Stored records:
________________________________________
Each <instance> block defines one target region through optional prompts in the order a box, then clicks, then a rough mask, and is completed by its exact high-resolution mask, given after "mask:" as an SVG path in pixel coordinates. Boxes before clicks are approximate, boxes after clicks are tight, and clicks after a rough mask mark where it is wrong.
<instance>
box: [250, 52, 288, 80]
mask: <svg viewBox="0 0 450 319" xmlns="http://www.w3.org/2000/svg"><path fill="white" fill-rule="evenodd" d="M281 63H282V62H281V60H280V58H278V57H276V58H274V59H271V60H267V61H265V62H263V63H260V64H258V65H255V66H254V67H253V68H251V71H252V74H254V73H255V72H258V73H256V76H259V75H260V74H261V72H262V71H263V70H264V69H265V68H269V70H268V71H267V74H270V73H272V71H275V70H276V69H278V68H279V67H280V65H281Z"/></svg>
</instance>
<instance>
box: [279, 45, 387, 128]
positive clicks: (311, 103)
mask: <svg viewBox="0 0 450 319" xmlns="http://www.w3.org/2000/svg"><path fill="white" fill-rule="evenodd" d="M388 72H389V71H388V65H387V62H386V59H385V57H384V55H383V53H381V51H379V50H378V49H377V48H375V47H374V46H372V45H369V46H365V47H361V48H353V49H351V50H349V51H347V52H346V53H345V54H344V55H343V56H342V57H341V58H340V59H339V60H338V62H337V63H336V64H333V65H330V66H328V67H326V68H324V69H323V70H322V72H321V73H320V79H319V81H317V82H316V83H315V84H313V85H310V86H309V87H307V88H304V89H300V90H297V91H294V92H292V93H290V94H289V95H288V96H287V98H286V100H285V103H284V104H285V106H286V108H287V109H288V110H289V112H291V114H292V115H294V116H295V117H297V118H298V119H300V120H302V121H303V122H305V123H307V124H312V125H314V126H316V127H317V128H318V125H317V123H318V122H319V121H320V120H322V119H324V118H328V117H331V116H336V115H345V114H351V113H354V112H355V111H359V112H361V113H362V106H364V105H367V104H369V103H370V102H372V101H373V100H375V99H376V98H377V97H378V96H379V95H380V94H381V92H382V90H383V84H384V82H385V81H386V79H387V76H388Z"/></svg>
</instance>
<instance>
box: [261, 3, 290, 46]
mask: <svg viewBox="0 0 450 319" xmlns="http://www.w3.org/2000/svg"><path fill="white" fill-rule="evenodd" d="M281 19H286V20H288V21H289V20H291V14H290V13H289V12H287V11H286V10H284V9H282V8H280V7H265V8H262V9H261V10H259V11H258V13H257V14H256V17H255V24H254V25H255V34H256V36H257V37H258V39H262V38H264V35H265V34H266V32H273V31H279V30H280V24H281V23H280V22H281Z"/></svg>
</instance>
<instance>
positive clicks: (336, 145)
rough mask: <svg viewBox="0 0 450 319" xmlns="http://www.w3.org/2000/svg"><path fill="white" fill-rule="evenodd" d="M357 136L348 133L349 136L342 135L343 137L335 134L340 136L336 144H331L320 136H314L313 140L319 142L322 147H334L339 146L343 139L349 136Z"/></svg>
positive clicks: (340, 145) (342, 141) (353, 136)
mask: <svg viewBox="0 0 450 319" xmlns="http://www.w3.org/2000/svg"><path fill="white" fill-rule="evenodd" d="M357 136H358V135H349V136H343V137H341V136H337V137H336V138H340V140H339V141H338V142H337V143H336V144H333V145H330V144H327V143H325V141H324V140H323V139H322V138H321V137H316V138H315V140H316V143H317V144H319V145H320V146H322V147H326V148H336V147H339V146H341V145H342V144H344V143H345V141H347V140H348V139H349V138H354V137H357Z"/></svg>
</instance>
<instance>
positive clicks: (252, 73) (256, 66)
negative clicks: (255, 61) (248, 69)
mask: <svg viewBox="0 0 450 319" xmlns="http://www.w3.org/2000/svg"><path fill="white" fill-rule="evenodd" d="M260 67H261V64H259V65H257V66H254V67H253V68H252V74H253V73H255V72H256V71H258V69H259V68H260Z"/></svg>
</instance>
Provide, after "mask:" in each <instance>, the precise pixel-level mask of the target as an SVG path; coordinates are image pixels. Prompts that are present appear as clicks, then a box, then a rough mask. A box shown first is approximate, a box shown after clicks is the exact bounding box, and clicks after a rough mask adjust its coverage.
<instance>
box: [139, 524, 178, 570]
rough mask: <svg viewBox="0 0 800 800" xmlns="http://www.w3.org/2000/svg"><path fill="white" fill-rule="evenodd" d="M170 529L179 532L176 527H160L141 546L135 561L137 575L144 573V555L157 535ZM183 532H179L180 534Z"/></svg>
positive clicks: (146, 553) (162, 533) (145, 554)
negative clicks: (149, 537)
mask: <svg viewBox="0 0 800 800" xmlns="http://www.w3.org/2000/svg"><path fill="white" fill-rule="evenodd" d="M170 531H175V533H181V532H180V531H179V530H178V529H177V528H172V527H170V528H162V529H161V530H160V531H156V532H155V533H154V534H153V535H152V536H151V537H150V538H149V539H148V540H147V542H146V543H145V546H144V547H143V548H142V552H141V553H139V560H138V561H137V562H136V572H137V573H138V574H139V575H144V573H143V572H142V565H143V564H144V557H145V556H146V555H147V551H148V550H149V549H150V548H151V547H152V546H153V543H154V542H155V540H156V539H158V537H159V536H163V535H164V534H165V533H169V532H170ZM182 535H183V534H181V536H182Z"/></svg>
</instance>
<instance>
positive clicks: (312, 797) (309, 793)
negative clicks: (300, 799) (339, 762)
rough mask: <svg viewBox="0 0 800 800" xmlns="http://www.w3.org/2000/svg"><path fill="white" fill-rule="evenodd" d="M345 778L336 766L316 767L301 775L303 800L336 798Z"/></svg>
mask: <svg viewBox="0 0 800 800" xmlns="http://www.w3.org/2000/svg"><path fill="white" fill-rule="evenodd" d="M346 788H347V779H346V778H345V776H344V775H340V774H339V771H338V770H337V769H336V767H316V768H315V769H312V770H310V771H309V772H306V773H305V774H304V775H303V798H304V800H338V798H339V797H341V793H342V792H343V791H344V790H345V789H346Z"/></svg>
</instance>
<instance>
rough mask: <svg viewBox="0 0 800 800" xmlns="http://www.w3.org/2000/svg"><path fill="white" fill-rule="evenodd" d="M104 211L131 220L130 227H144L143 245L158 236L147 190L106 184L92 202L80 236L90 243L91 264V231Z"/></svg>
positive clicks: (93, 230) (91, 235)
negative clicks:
________________________________________
**TASK INSTRUCTIONS**
If a line in the records above holds the string "then", copy it.

**SOLUTION TO THE PROBLEM**
Each <instance> block defines one target region through optional prompts in the order a box, then clicks, then a rough mask, and is completed by its exact high-resolution mask, given after "mask:" as an SVG path in pixel coordinates. Boxes before clicks are approximate, boxes after clicks are tight, and clicks after a rough mask mark where it is wrong.
Provide, after "mask:" in each <instance>, the precise pixel-level mask of the target as an SVG path; coordinates are image pixels. Prompts that are present appear as clicks, then a box, then a rough mask. A box shown first is approximate, a box shown after clicks is the exact bounding box, and clicks after a rough mask adjust its coverage.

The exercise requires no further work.